(MATERIAL FOR THE TASK)
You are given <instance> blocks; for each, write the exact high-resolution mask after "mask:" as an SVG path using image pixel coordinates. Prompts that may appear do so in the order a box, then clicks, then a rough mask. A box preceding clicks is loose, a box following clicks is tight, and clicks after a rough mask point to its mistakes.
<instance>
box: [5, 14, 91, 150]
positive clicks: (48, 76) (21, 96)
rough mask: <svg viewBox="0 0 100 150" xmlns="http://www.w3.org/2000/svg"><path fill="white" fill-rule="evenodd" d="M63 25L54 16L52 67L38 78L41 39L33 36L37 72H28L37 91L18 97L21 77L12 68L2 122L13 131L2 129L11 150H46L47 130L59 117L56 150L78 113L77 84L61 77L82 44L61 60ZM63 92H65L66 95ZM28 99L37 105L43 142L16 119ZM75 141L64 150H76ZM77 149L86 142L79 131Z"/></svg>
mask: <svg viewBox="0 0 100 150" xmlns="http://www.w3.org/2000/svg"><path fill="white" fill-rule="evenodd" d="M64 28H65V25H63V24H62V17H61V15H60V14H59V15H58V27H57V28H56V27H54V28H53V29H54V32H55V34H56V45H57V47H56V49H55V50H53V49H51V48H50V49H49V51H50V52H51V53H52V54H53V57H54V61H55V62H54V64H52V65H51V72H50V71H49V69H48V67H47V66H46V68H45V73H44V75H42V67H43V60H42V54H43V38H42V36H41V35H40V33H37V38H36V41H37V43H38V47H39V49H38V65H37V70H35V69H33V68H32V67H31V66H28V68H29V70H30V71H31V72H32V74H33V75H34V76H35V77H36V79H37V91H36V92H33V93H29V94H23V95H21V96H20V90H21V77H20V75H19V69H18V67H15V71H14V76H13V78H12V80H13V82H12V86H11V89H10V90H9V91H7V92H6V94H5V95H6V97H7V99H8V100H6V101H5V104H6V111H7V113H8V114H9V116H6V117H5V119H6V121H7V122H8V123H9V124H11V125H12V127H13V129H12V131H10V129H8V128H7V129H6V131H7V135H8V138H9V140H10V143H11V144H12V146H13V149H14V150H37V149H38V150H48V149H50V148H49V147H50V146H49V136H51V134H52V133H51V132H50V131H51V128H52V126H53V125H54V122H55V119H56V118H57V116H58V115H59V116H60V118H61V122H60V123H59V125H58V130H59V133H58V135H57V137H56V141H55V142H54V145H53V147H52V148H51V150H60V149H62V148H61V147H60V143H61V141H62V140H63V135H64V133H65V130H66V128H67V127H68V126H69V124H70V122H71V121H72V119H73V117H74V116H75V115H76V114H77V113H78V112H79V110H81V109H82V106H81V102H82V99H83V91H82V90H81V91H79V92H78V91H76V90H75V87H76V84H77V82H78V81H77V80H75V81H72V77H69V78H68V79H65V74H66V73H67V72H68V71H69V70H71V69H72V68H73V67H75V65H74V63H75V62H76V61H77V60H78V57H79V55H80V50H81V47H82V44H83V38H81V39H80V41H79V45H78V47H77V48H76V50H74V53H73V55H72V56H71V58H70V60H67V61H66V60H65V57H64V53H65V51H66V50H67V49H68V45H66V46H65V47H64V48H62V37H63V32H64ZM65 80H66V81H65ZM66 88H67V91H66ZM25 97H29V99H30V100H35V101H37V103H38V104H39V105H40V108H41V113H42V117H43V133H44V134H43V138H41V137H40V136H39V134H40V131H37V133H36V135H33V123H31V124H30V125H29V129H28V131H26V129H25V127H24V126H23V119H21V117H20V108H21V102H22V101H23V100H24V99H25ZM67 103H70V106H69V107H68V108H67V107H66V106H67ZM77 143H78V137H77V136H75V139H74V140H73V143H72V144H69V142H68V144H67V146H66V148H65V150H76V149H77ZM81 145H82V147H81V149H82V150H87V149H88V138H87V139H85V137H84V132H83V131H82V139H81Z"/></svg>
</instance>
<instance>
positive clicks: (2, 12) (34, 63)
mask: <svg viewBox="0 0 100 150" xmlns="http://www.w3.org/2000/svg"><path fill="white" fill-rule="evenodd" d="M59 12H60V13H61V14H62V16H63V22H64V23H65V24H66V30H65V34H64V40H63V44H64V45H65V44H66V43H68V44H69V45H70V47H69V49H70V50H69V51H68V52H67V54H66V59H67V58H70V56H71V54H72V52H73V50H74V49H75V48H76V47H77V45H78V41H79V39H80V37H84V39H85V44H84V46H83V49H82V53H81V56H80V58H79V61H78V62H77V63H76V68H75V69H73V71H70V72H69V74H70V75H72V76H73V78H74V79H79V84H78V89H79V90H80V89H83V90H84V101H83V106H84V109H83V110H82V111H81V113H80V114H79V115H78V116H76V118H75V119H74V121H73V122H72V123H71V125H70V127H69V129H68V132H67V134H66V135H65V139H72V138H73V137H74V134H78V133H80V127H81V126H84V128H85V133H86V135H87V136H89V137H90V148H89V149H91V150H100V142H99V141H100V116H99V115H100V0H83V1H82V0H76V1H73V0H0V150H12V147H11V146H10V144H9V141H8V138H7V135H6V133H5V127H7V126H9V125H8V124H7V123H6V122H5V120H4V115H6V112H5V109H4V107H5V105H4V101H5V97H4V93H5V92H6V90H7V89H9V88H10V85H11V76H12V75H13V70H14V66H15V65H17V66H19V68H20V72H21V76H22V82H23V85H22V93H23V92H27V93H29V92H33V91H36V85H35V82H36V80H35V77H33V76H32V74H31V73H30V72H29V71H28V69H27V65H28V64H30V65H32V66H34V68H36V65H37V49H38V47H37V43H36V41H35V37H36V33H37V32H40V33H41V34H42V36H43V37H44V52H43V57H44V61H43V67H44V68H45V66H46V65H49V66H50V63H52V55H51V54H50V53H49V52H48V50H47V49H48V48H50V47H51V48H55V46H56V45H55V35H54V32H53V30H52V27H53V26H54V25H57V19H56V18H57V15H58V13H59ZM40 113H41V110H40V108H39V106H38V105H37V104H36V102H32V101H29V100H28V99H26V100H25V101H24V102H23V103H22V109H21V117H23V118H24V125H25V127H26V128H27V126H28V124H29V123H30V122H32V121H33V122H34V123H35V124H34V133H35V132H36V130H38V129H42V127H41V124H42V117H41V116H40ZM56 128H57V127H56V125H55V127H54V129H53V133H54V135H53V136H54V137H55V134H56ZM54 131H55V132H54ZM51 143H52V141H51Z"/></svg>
(End MATERIAL FOR THE TASK)
EXERCISE INSTRUCTIONS:
Go line by line through the data, copying each one that contains the word "instance".

WRITTEN ANSWER:
You are given <instance> blocks; for each, write the exact high-resolution mask after "mask:" as an SVG path using image pixel coordinates. Prompts that may appear do so in the order a box, then clicks, then a rough mask. A box preceding clicks is loose, a box following clicks is tight, and clicks after a rough mask point to its mistakes.
<instance>
</instance>
<instance>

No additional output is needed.